Written problem a: Output the Fantasyland passage starting with "The middle of" and going on through "Fairytale Hall meet-and-greet.".

--- Start Source passage ---

Fantasyland is divided into three distinct sections. Directly behind Cinderella Castle and set on a snowcapped mountain is Beast’s Castle, part of a Beauty and the Beast–themed area. Most of this section holds dining and shopping. Outside Beast’s Castle is Belle’s Village. Nestled inside lush and beautifully decorated grounds, with gardens, meadows, and waterfalls, is Maurice’s Cottage, home of Enchanted Tales with Belle.

The far-right corner of Fantasyland—including Dumbo, The Barnstormer kiddie coaster, and the Fantasyland Train Station—is called Storybook Circus as an homage to Disney’s Dumbo film. These are low-capacity amusement park rides appropriate for younger children. Also located here is Pete’s Silly Sideshow, a character greeting venue.

The middle of Fantasyland holds the headliners, including Under the Sea: Journey of the Little Mermaid and Seven Dwarfs Mine Train. The original part of Fantasyland contains classic attractions such as Peter Pan’s Flight and The Many Adventures of Winnie the Pooh. It also hosts the popular Princess Fairytale Hall meet-and-greet.

Here are our recommended rides for the very young ones:

Dumbo the Flying Elephant
Making sure your kids get their fill of this tame, happy children’s ride is what mother love is all about. The 90-second ride is hardly worth the long lines, unless, of course, you’re under 7 years old. Dumbo has a play area with interactive elements. If you have a wait, you will be given a pager that will buzz when it’s your turn to ride.

Fantasyland

Prince Charming Regal Carousel 
You’ll have a long wait, but the beauty of the carousel (formerly known as Cinderella’s Golden Carrousel) captures everyone. The carousel, built in 1917, was discovered in New Jersey, where it was once part of an amusement park. It is beautifully maintained and especially magical at night when all the lights are on. Check out your children’s delighted expressions as the painted ponies go up and down.

--- End Source passage ---
--- Start Dataset records ---

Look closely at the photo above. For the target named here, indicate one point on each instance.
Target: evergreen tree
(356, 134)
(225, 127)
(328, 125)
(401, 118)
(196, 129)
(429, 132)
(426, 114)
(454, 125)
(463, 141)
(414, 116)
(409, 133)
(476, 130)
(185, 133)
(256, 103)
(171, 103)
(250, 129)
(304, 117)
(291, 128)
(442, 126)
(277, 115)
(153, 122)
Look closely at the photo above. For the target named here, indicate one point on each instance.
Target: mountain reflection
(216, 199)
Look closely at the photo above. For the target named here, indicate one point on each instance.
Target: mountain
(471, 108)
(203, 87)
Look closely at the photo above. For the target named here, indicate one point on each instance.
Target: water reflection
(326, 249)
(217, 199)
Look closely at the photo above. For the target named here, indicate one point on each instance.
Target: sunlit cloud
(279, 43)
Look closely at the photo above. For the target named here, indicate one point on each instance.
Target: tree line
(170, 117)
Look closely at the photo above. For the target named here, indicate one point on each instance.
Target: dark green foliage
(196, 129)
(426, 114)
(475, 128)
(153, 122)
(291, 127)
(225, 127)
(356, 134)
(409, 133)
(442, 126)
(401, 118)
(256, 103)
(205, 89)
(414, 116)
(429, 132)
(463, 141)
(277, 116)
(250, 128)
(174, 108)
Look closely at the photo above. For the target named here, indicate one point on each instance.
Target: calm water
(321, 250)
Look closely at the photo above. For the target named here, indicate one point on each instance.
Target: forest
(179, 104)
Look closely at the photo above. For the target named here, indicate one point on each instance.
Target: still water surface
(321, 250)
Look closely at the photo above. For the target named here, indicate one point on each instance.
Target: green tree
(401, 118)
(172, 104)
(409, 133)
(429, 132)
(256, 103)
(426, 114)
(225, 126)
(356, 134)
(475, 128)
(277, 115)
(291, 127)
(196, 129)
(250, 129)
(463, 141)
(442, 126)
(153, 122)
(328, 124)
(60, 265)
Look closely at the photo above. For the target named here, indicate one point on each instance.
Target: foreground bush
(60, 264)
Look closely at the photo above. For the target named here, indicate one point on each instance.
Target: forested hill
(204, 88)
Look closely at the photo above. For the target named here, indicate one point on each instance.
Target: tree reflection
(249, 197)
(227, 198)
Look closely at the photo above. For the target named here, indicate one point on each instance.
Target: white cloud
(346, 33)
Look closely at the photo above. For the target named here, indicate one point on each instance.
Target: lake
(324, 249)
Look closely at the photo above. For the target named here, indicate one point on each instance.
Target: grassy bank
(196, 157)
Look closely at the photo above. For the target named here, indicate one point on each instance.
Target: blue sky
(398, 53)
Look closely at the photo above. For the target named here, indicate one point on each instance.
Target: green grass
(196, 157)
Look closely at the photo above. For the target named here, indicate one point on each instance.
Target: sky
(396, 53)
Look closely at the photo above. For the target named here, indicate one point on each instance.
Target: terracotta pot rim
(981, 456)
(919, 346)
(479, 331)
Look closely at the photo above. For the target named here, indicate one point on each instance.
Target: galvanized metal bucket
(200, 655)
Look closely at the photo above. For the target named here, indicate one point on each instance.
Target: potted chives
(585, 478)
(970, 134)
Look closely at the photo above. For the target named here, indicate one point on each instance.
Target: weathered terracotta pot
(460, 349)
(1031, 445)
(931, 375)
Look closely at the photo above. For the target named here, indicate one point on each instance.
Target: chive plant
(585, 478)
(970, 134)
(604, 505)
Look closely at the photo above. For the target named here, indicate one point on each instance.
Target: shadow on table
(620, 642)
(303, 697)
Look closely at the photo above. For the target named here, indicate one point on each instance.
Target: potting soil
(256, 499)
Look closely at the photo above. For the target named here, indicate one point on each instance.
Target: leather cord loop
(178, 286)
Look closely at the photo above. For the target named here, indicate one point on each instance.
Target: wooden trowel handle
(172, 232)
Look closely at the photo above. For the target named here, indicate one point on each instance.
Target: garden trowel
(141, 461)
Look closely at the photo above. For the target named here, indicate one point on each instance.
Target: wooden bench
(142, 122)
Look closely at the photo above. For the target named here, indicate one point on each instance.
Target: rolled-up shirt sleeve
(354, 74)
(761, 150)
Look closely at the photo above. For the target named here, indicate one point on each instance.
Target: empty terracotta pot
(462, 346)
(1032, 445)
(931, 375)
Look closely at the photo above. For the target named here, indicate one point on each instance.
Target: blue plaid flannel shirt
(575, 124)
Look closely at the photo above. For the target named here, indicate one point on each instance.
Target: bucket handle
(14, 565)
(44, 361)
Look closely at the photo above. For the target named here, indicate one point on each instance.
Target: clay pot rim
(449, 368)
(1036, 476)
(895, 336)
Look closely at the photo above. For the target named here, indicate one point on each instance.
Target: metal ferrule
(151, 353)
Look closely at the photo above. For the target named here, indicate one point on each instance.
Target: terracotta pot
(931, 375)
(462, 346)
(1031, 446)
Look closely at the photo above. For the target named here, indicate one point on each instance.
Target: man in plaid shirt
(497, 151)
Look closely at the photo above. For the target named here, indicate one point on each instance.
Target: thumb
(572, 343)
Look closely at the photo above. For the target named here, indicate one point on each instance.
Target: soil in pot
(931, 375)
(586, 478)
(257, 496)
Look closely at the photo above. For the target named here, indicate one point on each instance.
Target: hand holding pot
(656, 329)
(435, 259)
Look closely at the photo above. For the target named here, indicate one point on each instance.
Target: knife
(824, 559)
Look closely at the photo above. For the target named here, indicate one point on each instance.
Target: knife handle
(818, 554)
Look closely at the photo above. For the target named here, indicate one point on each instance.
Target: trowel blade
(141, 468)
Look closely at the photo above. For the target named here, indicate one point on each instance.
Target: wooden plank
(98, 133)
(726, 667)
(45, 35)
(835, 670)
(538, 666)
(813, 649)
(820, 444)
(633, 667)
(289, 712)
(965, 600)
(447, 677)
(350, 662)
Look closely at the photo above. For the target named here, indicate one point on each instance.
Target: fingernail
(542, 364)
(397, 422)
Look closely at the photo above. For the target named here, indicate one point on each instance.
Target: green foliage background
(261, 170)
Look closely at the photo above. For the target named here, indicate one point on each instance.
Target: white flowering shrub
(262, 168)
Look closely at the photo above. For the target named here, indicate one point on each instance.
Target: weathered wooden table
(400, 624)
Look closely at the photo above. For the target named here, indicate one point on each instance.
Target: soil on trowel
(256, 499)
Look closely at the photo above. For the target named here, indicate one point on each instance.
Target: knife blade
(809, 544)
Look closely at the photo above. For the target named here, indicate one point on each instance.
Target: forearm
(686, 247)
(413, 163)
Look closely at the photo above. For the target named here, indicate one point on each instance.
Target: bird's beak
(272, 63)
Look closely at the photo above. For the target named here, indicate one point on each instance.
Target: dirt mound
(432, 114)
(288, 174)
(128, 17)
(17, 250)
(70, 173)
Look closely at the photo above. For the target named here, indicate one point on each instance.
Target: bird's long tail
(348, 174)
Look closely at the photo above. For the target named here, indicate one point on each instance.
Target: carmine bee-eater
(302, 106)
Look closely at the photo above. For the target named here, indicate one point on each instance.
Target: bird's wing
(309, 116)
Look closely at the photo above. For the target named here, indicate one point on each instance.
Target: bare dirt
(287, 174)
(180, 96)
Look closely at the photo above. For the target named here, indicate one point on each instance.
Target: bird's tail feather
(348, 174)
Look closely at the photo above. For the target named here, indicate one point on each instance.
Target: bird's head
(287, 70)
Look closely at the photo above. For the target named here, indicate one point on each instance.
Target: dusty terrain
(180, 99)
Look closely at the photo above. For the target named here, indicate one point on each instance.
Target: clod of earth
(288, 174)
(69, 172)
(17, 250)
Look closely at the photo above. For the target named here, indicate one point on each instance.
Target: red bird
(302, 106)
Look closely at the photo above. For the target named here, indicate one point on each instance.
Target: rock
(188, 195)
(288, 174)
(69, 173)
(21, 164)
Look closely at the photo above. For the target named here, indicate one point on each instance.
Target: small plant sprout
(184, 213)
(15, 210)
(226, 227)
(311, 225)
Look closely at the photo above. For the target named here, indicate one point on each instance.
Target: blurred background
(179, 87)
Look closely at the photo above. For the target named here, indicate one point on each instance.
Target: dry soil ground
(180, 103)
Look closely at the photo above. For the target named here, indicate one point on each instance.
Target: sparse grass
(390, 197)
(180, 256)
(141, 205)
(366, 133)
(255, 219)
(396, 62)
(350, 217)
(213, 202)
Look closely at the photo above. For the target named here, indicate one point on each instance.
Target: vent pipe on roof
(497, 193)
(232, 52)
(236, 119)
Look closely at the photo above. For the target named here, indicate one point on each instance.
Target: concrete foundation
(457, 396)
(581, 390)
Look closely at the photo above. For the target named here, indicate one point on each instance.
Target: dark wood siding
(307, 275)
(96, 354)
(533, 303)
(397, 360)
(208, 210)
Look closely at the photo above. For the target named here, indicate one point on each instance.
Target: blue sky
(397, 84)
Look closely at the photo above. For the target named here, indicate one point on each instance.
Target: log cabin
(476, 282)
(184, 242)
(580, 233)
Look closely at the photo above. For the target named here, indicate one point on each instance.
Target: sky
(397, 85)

--- End Dataset records ---

Written problem b: Which rows above contain the string "handle"? Find and copy each of them in full; case counts.

Exercise result a:
The middle of Fantasyland holds the headliners, including Under the Sea: Journey of the Little Mermaid and Seven Dwarfs Mine Train. The original part of Fantasyland contains classic attractions such as Peter Pan’s Flight and The Many Adventures of Winnie the Pooh. It also hosts the popular Princess Fairytale Hall meet-and-greet.

Exercise result b:
Target: wooden trowel handle
Target: bucket handle
Target: knife handle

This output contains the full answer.